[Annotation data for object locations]
::::

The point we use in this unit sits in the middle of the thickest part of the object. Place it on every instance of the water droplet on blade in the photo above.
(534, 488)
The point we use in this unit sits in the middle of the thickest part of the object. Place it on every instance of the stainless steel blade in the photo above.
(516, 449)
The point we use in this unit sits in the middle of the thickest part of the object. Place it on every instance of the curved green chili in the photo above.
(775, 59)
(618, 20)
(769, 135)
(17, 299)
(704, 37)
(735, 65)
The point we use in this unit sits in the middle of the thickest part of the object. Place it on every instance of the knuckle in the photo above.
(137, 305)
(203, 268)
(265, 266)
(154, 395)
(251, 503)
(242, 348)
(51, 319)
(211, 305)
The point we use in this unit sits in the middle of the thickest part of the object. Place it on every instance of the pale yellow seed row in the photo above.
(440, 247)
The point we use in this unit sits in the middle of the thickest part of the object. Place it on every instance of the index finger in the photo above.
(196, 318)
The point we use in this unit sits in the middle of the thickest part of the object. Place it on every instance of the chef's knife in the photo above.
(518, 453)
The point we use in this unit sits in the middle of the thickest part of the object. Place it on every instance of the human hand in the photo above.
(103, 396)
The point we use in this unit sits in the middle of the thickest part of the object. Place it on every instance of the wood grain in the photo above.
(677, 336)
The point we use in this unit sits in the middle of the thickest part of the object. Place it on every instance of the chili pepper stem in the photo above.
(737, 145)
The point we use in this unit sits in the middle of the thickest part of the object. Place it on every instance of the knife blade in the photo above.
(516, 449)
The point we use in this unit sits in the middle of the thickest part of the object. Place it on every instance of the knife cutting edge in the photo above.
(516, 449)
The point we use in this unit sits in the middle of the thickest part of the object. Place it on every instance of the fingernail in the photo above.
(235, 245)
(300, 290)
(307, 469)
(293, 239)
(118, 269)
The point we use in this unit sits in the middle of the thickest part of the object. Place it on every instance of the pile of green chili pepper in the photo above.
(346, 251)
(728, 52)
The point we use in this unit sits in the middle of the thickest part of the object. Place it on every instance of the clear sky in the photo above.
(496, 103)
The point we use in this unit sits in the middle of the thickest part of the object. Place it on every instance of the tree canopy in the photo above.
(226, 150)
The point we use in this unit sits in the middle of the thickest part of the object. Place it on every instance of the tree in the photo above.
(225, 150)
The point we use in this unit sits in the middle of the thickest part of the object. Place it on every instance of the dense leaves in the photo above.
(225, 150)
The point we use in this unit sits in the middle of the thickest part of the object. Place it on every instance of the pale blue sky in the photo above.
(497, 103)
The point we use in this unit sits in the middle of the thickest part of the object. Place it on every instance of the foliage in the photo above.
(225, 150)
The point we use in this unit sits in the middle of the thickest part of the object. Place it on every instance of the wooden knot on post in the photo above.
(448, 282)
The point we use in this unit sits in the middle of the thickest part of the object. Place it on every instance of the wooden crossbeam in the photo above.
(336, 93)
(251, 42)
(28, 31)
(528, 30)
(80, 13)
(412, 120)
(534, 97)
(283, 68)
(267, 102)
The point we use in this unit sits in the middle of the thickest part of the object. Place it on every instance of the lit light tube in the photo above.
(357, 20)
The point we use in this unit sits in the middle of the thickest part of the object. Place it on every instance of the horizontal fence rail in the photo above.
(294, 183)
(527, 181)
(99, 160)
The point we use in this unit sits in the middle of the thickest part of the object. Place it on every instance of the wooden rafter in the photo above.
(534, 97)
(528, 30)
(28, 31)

::::

### TASK DESCRIPTION
Lay out every item above as a two-column CSV with the headers label_text and points. Give one row per item, with its text and its answer each in a single quoted field and line breaks replaced by spaces.

### EXPECTED OUTPUT
label_text,points
"The point we use in this unit sits in the middle of the thickest part of the object. Place it on every instance of the water droplet on blade in the photo above.","(534, 488)"
"The point we use in this unit sits in the middle of the thickest part of the object. Place it on every instance of the stainless steel blade in the photo above.","(516, 449)"
"The point we use in this unit sits in the middle of the thickest part of the object. Place it on every instance of the curved green chili in the photo above.","(775, 59) (618, 20) (769, 135) (17, 299) (704, 37) (735, 65)"
"The point we use in this unit sits in the middle of the thickest part of the object. Place it on every instance of the knuckle in the photo above.","(137, 305) (203, 268) (265, 266) (154, 395) (251, 503) (242, 348) (51, 319) (211, 305)"
"The point we use in this unit sits in the middle of the thickest part of the object. Place it on every instance of the pale yellow seed row in the photo above.","(440, 247)"
"The point we use in this unit sits in the middle of the thickest part of the object. Place it on every instance of the index finger in the photo above.","(196, 318)"
"The point we use in this unit sits in the middle of the thickest part of the object. Place it on every instance of the chef's knife in the photo above.","(518, 453)"
"The point we use in this unit sits in the middle of the thickest part of the object. Place it on every instance of the human hand in the photo above.","(103, 396)"
"The point we use in this unit sits in the middle of the thickest part of the object. Place it on every instance of the wood grain in the photo above.","(677, 336)"
"The point we use in this unit sits in the middle of the thickest part of the object. Place it on every instance of the chili pepper stem in the photo above.","(737, 145)"
"The point we use in this unit sits in the middle of the thickest part of the object. Place it on every instance of the knife blade in the photo above.","(516, 449)"
"The point we use in this unit sits in the middle of the thickest part of the object. Place it on every instance of the knife cutting edge in the photo above.","(516, 449)"
"The point we use in this unit sits in the middle of the thickest part of the object. Place it on every instance of the fingernail in the photo above.","(235, 245) (300, 290) (307, 469) (293, 239) (118, 269)"
"The point we use in this unit sits in the middle of the thickest part of the object. Place it on every instance of the pile of green chili pepper in the photo above.","(346, 251) (728, 52)"
"The point we use in this unit sits in the middle of the thickest part of the object. Place it on every instance of the clear sky in the photo above.","(496, 103)"
"The point we use in this unit sits in the middle of the thickest part of the object. Place it on every instance of the tree canopy in the photo above.","(226, 150)"
"The point we use in this unit sits in the middle of the thickest part of the object. Place it on every instance of the tree in the photo above.","(225, 150)"
"The point we use in this unit sits in the middle of the thickest part of the object. Place it on every instance of the dense leaves in the photo above.","(225, 150)"
"The point we use in this unit sits in the middle of the thickest part of the object. Place it on every instance of the pale blue sky in the photo above.","(497, 103)"
"The point we use in this unit sits in the middle of the thickest part of the object. Place it on every instance of the foliage in the photo above.","(225, 150)"
"The point we use in this unit sits in the middle of the thickest part of the object. Place it on every instance of the wooden knot on post in the photo above.","(448, 282)"
"The point we use in this unit sits in the middle of the thickest part of the object. Place it on every instance of the wooden crossbeam in the photo above.","(336, 93) (251, 42) (28, 31) (528, 30) (80, 13) (412, 120) (534, 97) (283, 68) (267, 102)"
"The point we use in this unit sits in the middle of the thickest part of the object. Place it on every instance of the lit light tube in the photo above.","(357, 20)"
"The point we use in this unit sits in the middle of the thickest part of the object. Place it on every instance of the horizontal fence rail in the photo above.","(294, 183) (527, 181) (99, 160)"
"The point we use in this unit sits in the middle of the thickest part of the object. Place it on every instance of the wooden rafter in the photo above.","(534, 97) (528, 30) (28, 31)"